### PAGE EXCERPT
Editor’s note: Este artículo está traducido al español.

Three physical education classes shared the Western High School football field on a cool December morning.

It appeared to be a normal day — until teacher Steven Mull heard cries for help.

One of the boys told his friend he felt like he was going to have a heart attack. Then he crumpled to the turf.

The panicked shouting of his classmates told Mull this was a true emergency.

Mull reached the student in less than 30 seconds, called over his portable radio that he needed one of the school’s automated external defibrillators and immediately started doing chest compressions.

“He had no pulse. Like, he was not there,” said Mull, who is also the Western baseball coach. “He was super pale. Full cardiac arrest.” 

The adrenaline and focus made some of the details hazy in Mull’s memory, but the harrowing moments turned out for the best. The boy, 14, would regain a heartbeat after two shocks with the AED delivered by two other PE teachers. They were in the nearby gym with their own students when they heard the radio call.

“It was the way he said, ‘now,’ that everybody knew” that this wasn’t a drill, said Samantha Hunt, one of the two teachers.

Mull will be honored for his actions at tonight’s Sun Standout Awards, the Sun’s annual high school sports awards show.

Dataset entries
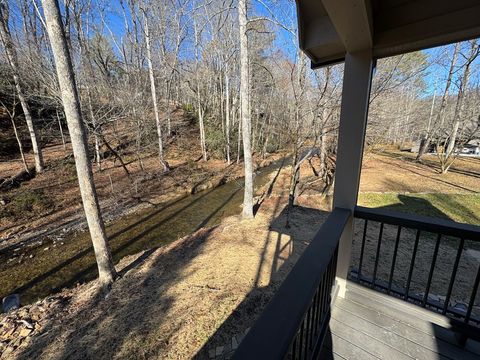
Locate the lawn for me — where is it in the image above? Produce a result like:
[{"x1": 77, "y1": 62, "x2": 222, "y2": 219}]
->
[{"x1": 358, "y1": 193, "x2": 480, "y2": 225}]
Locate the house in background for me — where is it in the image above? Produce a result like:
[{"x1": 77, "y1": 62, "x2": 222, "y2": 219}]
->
[{"x1": 234, "y1": 0, "x2": 480, "y2": 359}]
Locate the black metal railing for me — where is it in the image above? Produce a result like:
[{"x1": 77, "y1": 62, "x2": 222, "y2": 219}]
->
[
  {"x1": 349, "y1": 207, "x2": 480, "y2": 334},
  {"x1": 234, "y1": 209, "x2": 351, "y2": 360}
]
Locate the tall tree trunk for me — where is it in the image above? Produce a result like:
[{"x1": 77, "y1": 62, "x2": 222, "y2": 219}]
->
[
  {"x1": 55, "y1": 110, "x2": 67, "y2": 151},
  {"x1": 416, "y1": 43, "x2": 460, "y2": 161},
  {"x1": 445, "y1": 40, "x2": 478, "y2": 161},
  {"x1": 0, "y1": 0, "x2": 43, "y2": 173},
  {"x1": 142, "y1": 9, "x2": 168, "y2": 172},
  {"x1": 10, "y1": 114, "x2": 29, "y2": 172},
  {"x1": 238, "y1": 0, "x2": 253, "y2": 218},
  {"x1": 42, "y1": 0, "x2": 117, "y2": 288}
]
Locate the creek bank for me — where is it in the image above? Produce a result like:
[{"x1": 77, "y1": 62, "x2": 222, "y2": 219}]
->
[
  {"x1": 0, "y1": 153, "x2": 285, "y2": 252},
  {"x1": 0, "y1": 153, "x2": 288, "y2": 304}
]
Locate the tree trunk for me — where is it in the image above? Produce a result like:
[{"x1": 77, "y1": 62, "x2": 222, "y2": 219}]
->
[
  {"x1": 238, "y1": 0, "x2": 253, "y2": 218},
  {"x1": 55, "y1": 110, "x2": 67, "y2": 151},
  {"x1": 143, "y1": 10, "x2": 168, "y2": 172},
  {"x1": 225, "y1": 71, "x2": 231, "y2": 165},
  {"x1": 42, "y1": 0, "x2": 117, "y2": 288},
  {"x1": 416, "y1": 43, "x2": 460, "y2": 161},
  {"x1": 445, "y1": 40, "x2": 478, "y2": 161},
  {"x1": 0, "y1": 1, "x2": 43, "y2": 173},
  {"x1": 10, "y1": 116, "x2": 29, "y2": 172}
]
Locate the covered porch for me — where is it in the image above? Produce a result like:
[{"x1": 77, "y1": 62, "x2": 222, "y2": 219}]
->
[{"x1": 234, "y1": 0, "x2": 480, "y2": 359}]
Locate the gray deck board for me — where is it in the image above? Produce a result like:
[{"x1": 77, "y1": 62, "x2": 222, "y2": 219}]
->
[{"x1": 321, "y1": 284, "x2": 480, "y2": 360}]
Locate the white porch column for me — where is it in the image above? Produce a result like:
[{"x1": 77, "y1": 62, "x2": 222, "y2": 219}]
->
[{"x1": 333, "y1": 49, "x2": 373, "y2": 297}]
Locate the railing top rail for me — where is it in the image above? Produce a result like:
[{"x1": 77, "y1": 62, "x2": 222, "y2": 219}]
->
[
  {"x1": 233, "y1": 208, "x2": 351, "y2": 359},
  {"x1": 354, "y1": 206, "x2": 480, "y2": 242}
]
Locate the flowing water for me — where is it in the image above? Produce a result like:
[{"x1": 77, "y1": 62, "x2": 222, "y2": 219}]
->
[{"x1": 0, "y1": 160, "x2": 283, "y2": 305}]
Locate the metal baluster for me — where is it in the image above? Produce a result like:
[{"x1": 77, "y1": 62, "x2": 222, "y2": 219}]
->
[
  {"x1": 465, "y1": 265, "x2": 480, "y2": 324},
  {"x1": 442, "y1": 238, "x2": 465, "y2": 315},
  {"x1": 305, "y1": 307, "x2": 312, "y2": 352},
  {"x1": 405, "y1": 230, "x2": 420, "y2": 300},
  {"x1": 372, "y1": 223, "x2": 383, "y2": 288},
  {"x1": 422, "y1": 234, "x2": 442, "y2": 307},
  {"x1": 358, "y1": 219, "x2": 368, "y2": 281},
  {"x1": 387, "y1": 225, "x2": 402, "y2": 295},
  {"x1": 298, "y1": 319, "x2": 305, "y2": 359},
  {"x1": 316, "y1": 281, "x2": 325, "y2": 332}
]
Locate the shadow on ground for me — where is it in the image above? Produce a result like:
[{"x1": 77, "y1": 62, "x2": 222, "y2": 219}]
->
[{"x1": 195, "y1": 206, "x2": 331, "y2": 359}]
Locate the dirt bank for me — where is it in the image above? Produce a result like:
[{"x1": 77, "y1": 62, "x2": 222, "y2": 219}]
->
[{"x1": 0, "y1": 164, "x2": 327, "y2": 359}]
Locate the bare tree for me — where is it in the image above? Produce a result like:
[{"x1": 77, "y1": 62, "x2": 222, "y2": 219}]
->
[
  {"x1": 142, "y1": 4, "x2": 168, "y2": 172},
  {"x1": 42, "y1": 0, "x2": 117, "y2": 289},
  {"x1": 238, "y1": 0, "x2": 253, "y2": 219},
  {"x1": 0, "y1": 0, "x2": 43, "y2": 173}
]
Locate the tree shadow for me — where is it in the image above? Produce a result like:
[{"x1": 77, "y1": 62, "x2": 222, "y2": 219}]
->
[
  {"x1": 18, "y1": 228, "x2": 214, "y2": 359},
  {"x1": 194, "y1": 204, "x2": 331, "y2": 359}
]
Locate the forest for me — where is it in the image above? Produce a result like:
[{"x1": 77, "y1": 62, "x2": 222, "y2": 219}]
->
[
  {"x1": 0, "y1": 0, "x2": 480, "y2": 284},
  {"x1": 0, "y1": 0, "x2": 480, "y2": 357}
]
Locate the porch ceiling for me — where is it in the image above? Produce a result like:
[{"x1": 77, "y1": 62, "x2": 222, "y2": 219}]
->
[{"x1": 297, "y1": 0, "x2": 480, "y2": 67}]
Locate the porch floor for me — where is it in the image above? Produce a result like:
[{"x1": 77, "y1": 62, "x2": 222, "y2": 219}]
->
[{"x1": 321, "y1": 282, "x2": 480, "y2": 360}]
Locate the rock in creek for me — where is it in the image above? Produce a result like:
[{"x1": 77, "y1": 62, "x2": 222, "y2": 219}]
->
[{"x1": 2, "y1": 294, "x2": 20, "y2": 313}]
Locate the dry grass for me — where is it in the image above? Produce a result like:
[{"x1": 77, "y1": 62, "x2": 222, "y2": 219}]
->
[
  {"x1": 360, "y1": 152, "x2": 480, "y2": 193},
  {"x1": 6, "y1": 176, "x2": 326, "y2": 359}
]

### PROBLEM 1
In the article about the Western High School emergency, list the steps Steven Mull took when he responded to the student who collapsed.
### PROBLEM 2
According to the article about the Western High School emergency, how did Mull know that the student's collapse was a true emergency?
### PROBLEM 3
Continue the article about the Western High School emergency from its final sentence.

### EXPECTED OUTPUT 1
- He reached the student in less than 30 seconds.
- He called over his portable radio for one of the school's automated external defibrillators.
- He immediately started chest compressions.

### EXPECTED OUTPUT 2
The panicked shouting of the boy's classmates told Mull that this was a true emergency.

### EXPECTED OUTPUT 3
He doesn’t brag. He shares credit with his colleagues.

But he knows — because he said the medics said so — that everything happened exactly when and how it should have to save the boy. Any difference in timing or actions and he would have died.

Mull started chest compressions without hesitation, pumping blood through the boy’s heart.

He had a handheld radio, as all PE teachers do. The first people to hear his call were steps from the closest AED to the field. 

Western has multiple devices around campus, but the main office and nurse station is about a quarter-mile across the sprawling campus. The user-friendly devices give audible, simple directions so any bystander can quickly and capably render aid.

The two teachers who showed up first are also athletes who would swiftly reach the scene — Nagle, who handed it off, is a cross country coach.

Critically in all this, Mull had recently renewed his CPR certification, and only weeks before the incident, he and the same two PE teachers who assisted him that day did a surprise drill. A trainer came to Western, dropped a mannequin torso on the football field, and observed as they administered lifesaving measures with the idea that maybe they’d need to do the same one day for a real child.

“The situation was literally, exactly, how it was when it actually happened,” Mull said. “I was the first one on doing the CPR, and then the girls came out with the AED in the drill as well. When it actually happened, it was the exact three people out there first.”

But, he said, you can only drill so much. Emotions can’t be practiced. He knew the mannequin was a dummy, so his focus was on making the time cutoff.

When things got real, school nurses also arrived, along with police, administrators and medics who drove an ambulance directly onto the field. The boy was stirring as medics loaded him onto a stretcher. 

About half an hour after he was revived, Mull said he got word that the boy had a steady heart rate at the hospital. After filling out a report with shaking hands, he and his two fellow PE teachers took the rest of the day off.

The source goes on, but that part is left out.